▶ **Alıntı**

────

Paylaş
Her şeyin konuşulduğu ve her şeyin bilindiği yer...
16 yıldızlı forsun merkezi...
Cumhurbaşkanının, siyasetçinin, askerin, sivilin, bürokrasinin bir araya geldiği en yüksek istişare alanı...
Milli Güvenlik Kurulu...
Devletin en derin hafızası...
Şimdi o hafızanın kayıtlarına bakıyorum... Yıl 1984... PKK Eruh baskınını yapmış. Tam bir şok... Cumhurbaşkanı Evren, başbakan Özal...
O yılki MGK toplantılarında bu olaya yönelik hiçbir açıklama yok... Tam 5 yıl geçiyor böyle... Her MGK toplantısından sonra yapılan açıklamalara bakıyorum...
Hemen hepsi aynı... Dilerseniz siz de MGK’nın internet sitesine girin arşive bakın. Ben hepsini alamadım elbette...
Tam bir “kopyala açıkla” dönemi:
“Toplantıda iç ve dış gelişmeler değerlendirilmiş. Genel asayiş durumu gözden geçirilmiştir...”
Teröre ilişkin söz bu...
Her ayın sonunda yapılan MGK toplantısının açıklaması böyle bitmiş...
Bu arada PKK eylemlere devam etmiş. Kan akmış. Her gün bir olay. Yollar kesiliyor. Öğretmenler kaçırılıyor. Yıllar geçiyor. 1986, 87, 88, 90...
O ay MGK toplanıyor... Açıklamanın bitiş cümlesi aynı:
“İç ve dış gelişmeler değerlendirilmiş. Genel asayiş durumu gözden geçirilmiştir.”
Evren cumhurbaşkanı, Özal başbakan... Devlet ısrarla terörün adını ağzına almıyor. MGK böyle bir olay yokmuş gibi açıklamalar yapıyor. Ve bu, “kafayı toprağa gömme” stratejisi 5 yıl sürüyor. Kan akmaya devam ediyor. Sivil vahşet sürüyor. Şehit haberleri geliyor.
Ve ilk kez 1989 yılının 31 Ağustos’unda yapılan MGK toplantısında devlet içinde bulunduğu ağır durumu itiraf ediyor:
İLK İTİRAF
Cumhurbaşkanı Evren. Başbakan Özal... İçişleri Bakanı Aksu, Genelkurmay Başkanı Torumtay...
İtiraf geliyor:
“MGK’nın bu toplantısında özellikle Güneydoğu Anadolu’daki son gelişmeler ve alınması gereken tedbirler ve asayiş durumu değerlendirilmiştir...”
1984’ten beri devlet ağzına almadığı bir gerçeği bir bölgeyi diğerlerinden ayırarak kabul ediyor. Çünkü görmezden geldiği kan, artık devletin üzerine dökülmeye başlamıştır... İşte bu tarihten sonra devlet artık her toplantısında teröre karşı önlemler paketi açıklıyor.

────

▶ **Veri Kümesi Kesiti**
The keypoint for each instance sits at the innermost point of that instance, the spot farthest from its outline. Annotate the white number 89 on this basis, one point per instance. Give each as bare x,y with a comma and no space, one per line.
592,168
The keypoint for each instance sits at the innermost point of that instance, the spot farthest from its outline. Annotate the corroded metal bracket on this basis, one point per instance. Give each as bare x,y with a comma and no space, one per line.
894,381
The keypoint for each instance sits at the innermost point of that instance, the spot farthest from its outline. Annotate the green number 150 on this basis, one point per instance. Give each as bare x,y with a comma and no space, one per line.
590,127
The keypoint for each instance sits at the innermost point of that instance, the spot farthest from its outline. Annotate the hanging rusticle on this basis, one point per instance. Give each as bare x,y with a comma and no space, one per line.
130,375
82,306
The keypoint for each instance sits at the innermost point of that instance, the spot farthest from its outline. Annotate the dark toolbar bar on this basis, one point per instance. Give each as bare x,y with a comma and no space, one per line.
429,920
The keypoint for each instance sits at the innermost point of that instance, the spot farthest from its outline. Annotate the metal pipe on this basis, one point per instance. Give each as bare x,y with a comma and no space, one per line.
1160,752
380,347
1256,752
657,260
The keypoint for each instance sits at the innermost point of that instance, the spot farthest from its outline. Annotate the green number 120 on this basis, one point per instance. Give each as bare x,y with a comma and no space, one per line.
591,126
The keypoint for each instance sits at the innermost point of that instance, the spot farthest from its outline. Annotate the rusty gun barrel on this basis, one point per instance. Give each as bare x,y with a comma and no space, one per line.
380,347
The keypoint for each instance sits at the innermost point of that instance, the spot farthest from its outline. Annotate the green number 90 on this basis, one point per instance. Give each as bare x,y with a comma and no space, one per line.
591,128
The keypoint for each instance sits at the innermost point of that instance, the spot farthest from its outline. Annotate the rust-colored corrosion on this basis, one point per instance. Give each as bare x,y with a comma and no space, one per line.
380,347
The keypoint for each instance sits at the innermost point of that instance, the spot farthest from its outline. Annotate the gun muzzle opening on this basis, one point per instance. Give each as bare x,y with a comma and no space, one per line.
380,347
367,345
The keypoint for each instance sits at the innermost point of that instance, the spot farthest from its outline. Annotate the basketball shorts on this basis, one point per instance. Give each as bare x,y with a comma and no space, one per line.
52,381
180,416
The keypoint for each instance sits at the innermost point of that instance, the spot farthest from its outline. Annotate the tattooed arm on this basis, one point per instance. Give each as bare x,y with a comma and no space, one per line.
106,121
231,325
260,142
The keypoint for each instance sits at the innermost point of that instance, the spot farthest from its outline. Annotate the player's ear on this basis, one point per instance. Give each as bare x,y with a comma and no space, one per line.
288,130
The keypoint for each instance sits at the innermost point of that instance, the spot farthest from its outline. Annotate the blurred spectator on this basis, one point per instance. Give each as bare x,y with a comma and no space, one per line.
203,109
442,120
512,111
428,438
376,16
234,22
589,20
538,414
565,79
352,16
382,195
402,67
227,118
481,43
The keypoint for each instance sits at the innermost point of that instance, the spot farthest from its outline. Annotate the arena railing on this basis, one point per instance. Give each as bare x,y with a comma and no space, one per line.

────

▶ **Görev Talimatı**
MGK açıklamalarını ele alan yazıya göre devlet, içinde bulunduğu ağır durumu ilk kez hangi tarihte yapılan MGK toplantısında itiraf ediyor?

▶ **Tam Yanıt**
31 Ağustos 1989